§ SOURCE EXTRACT
Have we dehumanised clothes, forgetting that they are composed of natural, living “ingredients”? Diane Gaignoux explains her views on the industry as well as her hands-on, organic felting process.

How was life after graduation? What did you do?

Straight after graduation, I came back to my hometown in Normandy. It is called Le Havre and it is by the sea. I was very tired of London and big cities in general, maybe because of the stress of the diploma as well. I didn’t see myself staying in London, struggling to get a job to pay for a studio space just so I could continuing making creative things. I also felt the need to do other things outside fashion. Being at Le Havre helped me find the time and space to try things, which made me happy. I now have my studio space in there and I split my time between Le Havre and Paris.

“If I did work for another brand straight after school, I wouldn’t be able to find the strength, the energy, or even the desire to go back to making things on my own.” – Diane Gaignoux

How did you decide to keep developing your own work instead of working for another brand?

I have always been interested in the garment as a medium, as well as other types of art and techniques. I didn’t want to focus on clothing only, and especially on the commercial part of it. I thought that if I did work for another brand straight after school, I wouldn’t be able to find the strength, the energy, or even the desire to go back to making things on my own. I was scared of getting comfortable in a stable situation.

Was it a difficult decision?

I think that it was obvious to me, even if I didn’t know what I was going to do. I guess it was difficult in the way that I had to find my own purpose. Knowing what you want to do and what you can bring is quite challenging and not always easy. Also, you have to be the one reassuring yourself.

What is your work about? What are the main values of your brand?

My work focuses generally on the idea of the body as a vessel. I tend to explore the idea of the body as a “container” of projects and mediums such as garments, sculptures, or performances.

§ SOURCE DATA
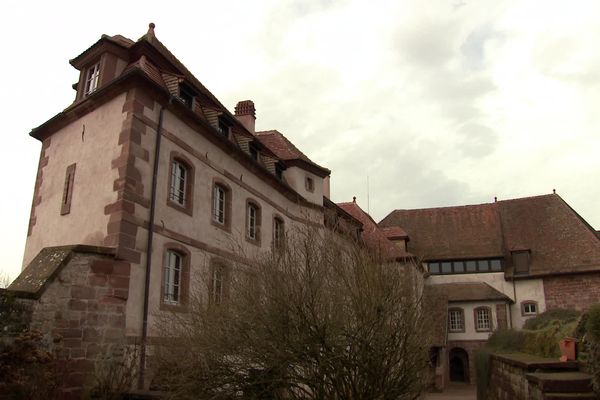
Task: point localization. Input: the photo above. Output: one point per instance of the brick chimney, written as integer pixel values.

§ OBJECTIVE
Output the passage of the Diane Gaignoux interview from "I have always" up to and including "one reassuring yourself.", copied word for word.

§ TASK OUTPUT
I have always been interested in the garment as a medium, as well as other types of art and techniques. I didn’t want to focus on clothing only, and especially on the commercial part of it. I thought that if I did work for another brand straight after school, I wouldn’t be able to find the strength, the energy, or even the desire to go back to making things on my own. I was scared of getting comfortable in a stable situation.

Was it a difficult decision?

I think that it was obvious to me, even if I didn’t know what I was going to do. I guess it was difficult in the way that I had to find my own purpose. Knowing what you want to do and what you can bring is quite challenging and not always easy. Also, you have to be the one reassuring yourself.